══ 練習用の文章 ══

仙台育英を8対2で下して夏の頂点に立った慶応[写真=牛島寿人]


 夏の甲子園にいつもの光景が戻り、そして今大会はいつも以上の環境が整っていた。

 新型コロナウイルスの影響により2020年に中止となった選手権大会は21年から観客数に上限を設けるなどして開催されてきた。常に制限のかかった状態だったが今年5月に感染法上の分類が5類になったことに伴い、主催者の日本高野連と朝日新聞社は対策ガイドラインを撤廃。開会式には全選手が参加し土集めや声出し応援も解禁され、コロナ禍前と変わらぬ盛り上がりを見せた。

 さらに今大会からは暑さ対策としてクーリングタイムを導入。ベンチ裏には送風機、スポットクーラー、保冷剤入りのアイスベストなどを用意し、5回終了時に10分間のインターバルを取った。ほかにも選手、指導者双方にとってうれしいことにベンチ入り人数が18人から20人に増えた。投手の負担軽減や采配の幅を広げる変更に選手はノビノビとプレー。開幕日の第3試合で浦和学院(埼玉)は19人が、準々決勝では花巻東(岩手)の20人が出場した。

 昨年に仙台育英(宮城)が東北勢として悲願の初優勝を果たした影響もあってか準々決勝に八戸学院光星(青森)、仙台育英、花巻東が進出。ベスト8に東北勢3校が入るのは史上初の快挙だった。花巻東・佐々木麟太郎と広陵(広島)・真鍋慧の注目スラッガーは逆方向へ力強い打球を飛ばし、完成度の高い本格派、沖縄尚学(沖縄)・東恩納蒼と徳島商(徳島)・森煌誠は評判どおりのハイレベルな投球を披露した。

═══
══ 与えられた情報 ══

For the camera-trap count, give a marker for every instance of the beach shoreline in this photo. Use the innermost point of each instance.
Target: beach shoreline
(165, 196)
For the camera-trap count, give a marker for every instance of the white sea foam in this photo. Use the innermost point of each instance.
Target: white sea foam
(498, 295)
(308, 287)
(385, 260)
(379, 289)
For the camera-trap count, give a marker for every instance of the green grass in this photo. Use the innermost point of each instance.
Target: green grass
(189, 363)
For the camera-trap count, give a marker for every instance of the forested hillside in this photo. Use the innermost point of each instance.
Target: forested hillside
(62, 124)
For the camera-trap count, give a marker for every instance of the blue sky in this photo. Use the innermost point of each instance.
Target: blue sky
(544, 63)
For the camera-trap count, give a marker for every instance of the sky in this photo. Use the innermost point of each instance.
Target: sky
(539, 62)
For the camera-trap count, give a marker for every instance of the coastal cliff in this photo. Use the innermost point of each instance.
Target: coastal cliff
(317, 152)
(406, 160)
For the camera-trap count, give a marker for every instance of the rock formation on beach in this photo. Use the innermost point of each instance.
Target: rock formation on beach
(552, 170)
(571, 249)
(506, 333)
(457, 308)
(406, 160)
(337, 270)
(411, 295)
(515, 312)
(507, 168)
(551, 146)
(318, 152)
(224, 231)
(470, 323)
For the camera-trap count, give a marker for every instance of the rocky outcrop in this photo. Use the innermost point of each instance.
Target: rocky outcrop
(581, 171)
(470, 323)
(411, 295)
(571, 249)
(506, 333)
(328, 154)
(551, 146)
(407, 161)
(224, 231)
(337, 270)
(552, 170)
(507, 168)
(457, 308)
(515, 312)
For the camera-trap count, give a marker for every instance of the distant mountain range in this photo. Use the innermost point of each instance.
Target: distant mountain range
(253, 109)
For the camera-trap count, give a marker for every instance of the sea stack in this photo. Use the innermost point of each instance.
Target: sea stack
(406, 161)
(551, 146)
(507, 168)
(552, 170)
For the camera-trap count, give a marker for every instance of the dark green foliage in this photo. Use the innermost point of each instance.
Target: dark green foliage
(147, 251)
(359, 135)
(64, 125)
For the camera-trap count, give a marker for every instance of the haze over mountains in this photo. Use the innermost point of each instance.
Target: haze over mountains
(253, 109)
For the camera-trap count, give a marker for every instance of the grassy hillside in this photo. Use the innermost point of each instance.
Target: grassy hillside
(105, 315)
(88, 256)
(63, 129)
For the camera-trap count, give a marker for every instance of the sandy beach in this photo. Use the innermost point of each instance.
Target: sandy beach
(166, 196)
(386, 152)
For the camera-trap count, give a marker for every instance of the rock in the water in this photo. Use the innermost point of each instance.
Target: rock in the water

═══

- **やること**:
• A. 夏の甲子園の記事の「新型コロナウイルスの影響によ」から「変わらぬ盛り上がりを見せた。」までを、「日本高野連」を「日本高等学校野球連盟」に置き換えて書き直してください。
• B. 夏の甲子園の記事の最後の文に続けて、文章を書き進めてください。
このデータは別のところから持ってきたものです。

- **課題の答え**:
• A.
新型コロナウイルスの影響により2020年に中止となった選手権大会は21年から観客数に上限を設けるなどして開催されてきた。常に制限のかかった状態だったが今年5月に感染法上の分類が5類になったことに伴い、主催者の日本高等学校野球連盟と朝日新聞社は対策ガイドラインを撤廃。開会式には全選手が参加し土集めや声出し応援も解禁され、コロナ禍前と変わらぬ盛り上がりを見せた。

• B.
試合以外の面でも注目を集めた慶応


 激戦を制して8月23日の決勝に進んだのは仙台育英と慶応(神奈川)の2校。夏連覇か107年ぶりの頂点か。センバツ初戦でタイブレークの熱戦を繰り広げた両校の再戦は、陸の王者がリベンジに成功した。

 初回、慶応は丸田湊斗の先頭打者本塁打で先制すると大応援団の後押しを受けて仙台育英の強力投手陣に襲いかかる。打線が5回に5得点のビッグイニングを作り、完全に試合の流れを引き寄せた。投げては先発の鈴木佳門から準決勝で完封勝利を挙げたエース・小宅雅己へつなぐリレーで逃げ切りに成功。一度もリードを許すことなく昨夏の覇者を振り切った。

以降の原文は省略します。